▶ **Selected extract**
# Interesting device on a tagged duck



## El Capitan de No Fish (Sep 20, 2007)

This is a recently shot bluebill from Montana. It also had a leg tag on it. Montana GW had no idea what it was.
How about you 2cool experts?


----------



## copano_son (Dec 17, 2007)

No idea, but does not look comfortable AT ALL!!!


----------



## Rack Ranch (May 25, 2004)

Skin Head Duck 
Prolly has nipple rings too..

Someone will know..


----------



## Logan (Aug 7, 2009)

Its one of those security tags from the mall...

better take that duck back


----------



## RB II (Feb 26, 2009)

Not sure what it is, but definitely interesting. Would make an awesome mount.


----------



## CaptDocHoliday (Feb 3, 2011)

Nasal Tag...used to ID birds based on shape and color combo, similar to a neck band. Thats only the second one I've ever seen, with the first also on a Blue Bill......


----------



## AlvinDucksUnlimited (Jun 7, 2006)

*Tag*

Montana starting doing this banding process back in the 1950's. It was to monitor the effected breathing patterns of Bluebills at high altitudes. I heard the study was suspended due to ducks dying from nostril gynumania. Anybody else heard this?


----------



## Mojo281 (Sep 7, 2006)

Found this info on USGS website... http://www.pwrc.usgs.gov/bbl/homepage/aboutaux.cfm

*Nasal Markers* 
Nasal saddles and disks are used to study local movements and behavior of ducks. These markers are not as highly coordinated as goose collars, and only allow individual identification within the study area. Nasal saddles are fit over the bill and often have codes on them, while nasal disks are small pieces of plastic in various shapes and colors that are attached to opposite sides of the bill.​


----------



## JFolm (Apr 22, 2012)

Needs to be mounted!


----------



## CaptDocHoliday (Feb 3, 2011)

This one was killed last year in south MS by a buddy.


----------



## wtc3 (Aug 16, 2005)

I was hunting NW of Billings when I lived there in 2007 and a guy in our group killed a Bluebill that had the same thing. He reported it to Montana Game and Fish and they told him they were not aware of anyone keeping records on the "nasal birds". If I remember correctly, the most recent nasal markers ('03- '07) were part of a small study by a few guys from Delta Waterfowl.


----------



## justinsfa (Mar 28, 2009)

How does a bird breathe with those things?


----------



## El Capitan de No Fish (Sep 20, 2007)

axsbilly said:


> Montana starting doing this banding process back in the 1950's. It was to monitor the effected breathing patterns of Bluebills at high altitudes. I heard the study was suspended due to ducks dying from nostril gynumania. Anybody else heard this?


No but that's some good BS.


----------



## B-Sell (Sep 7, 2005)

*pic*

what a great place to hunt some quack. look at that backdrop.


----------



## justletmein (Feb 11, 2006)

I'd be one ****** off duck if somebody netted me and gave me a friggin nose ring. Why can't they just use a normal band?


----------



## Mojo281 (Sep 7, 2006)

justletmein said:


> I'd be one ****** off duck if somebody netted me and gave me a friggin nose ring. Why can't they just use a normal band?


 The nasal markers are used to track local populations of birds, kinda like neck collars for geese... I'm sure it had a regular leg band too!

▶ **Problems and tasks**
(1) Rewrite the passage of the tagged-duck thread that opens with the words "This is a recently" and closes with "comfortable AT ALL!!!", substituting "scaup" for "bluebill".
(2) In the tagged-duck thread, what are nasal disks made of, and where on a duck are they attached?

▶ **Records provided**

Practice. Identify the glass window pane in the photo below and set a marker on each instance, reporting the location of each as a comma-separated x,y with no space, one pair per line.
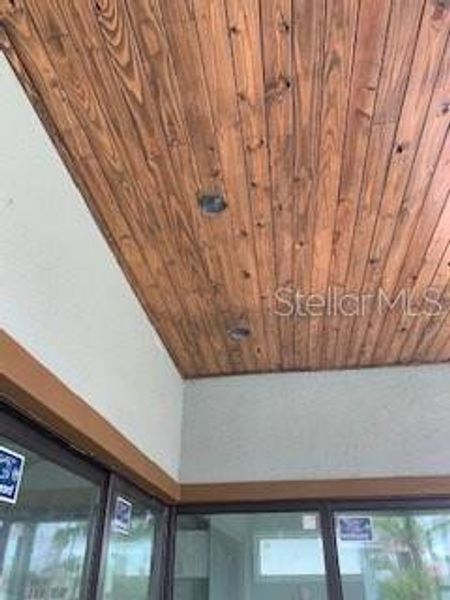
44,536
252,556
402,555
129,559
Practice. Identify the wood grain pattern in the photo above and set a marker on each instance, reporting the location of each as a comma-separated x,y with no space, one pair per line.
323,124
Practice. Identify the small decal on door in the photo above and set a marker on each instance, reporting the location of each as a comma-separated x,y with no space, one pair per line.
123,510
11,471
355,529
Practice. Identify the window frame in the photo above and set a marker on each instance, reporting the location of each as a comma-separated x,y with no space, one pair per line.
32,434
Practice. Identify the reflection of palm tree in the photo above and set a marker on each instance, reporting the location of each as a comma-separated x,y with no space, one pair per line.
410,579
65,538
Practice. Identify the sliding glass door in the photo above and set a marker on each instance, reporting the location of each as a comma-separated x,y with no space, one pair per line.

▶ **The solutions**
(1)
This is a recently shot scaup from Montana. It also had a leg tag on it. Montana GW had no idea what it was.
How about you 2cool experts?


----------



## copano_son (Dec 17, 2007)

No idea, but does not look comfortable AT ALL!!!

(2) They are small pieces of plastic, attached to opposite sides of the bill.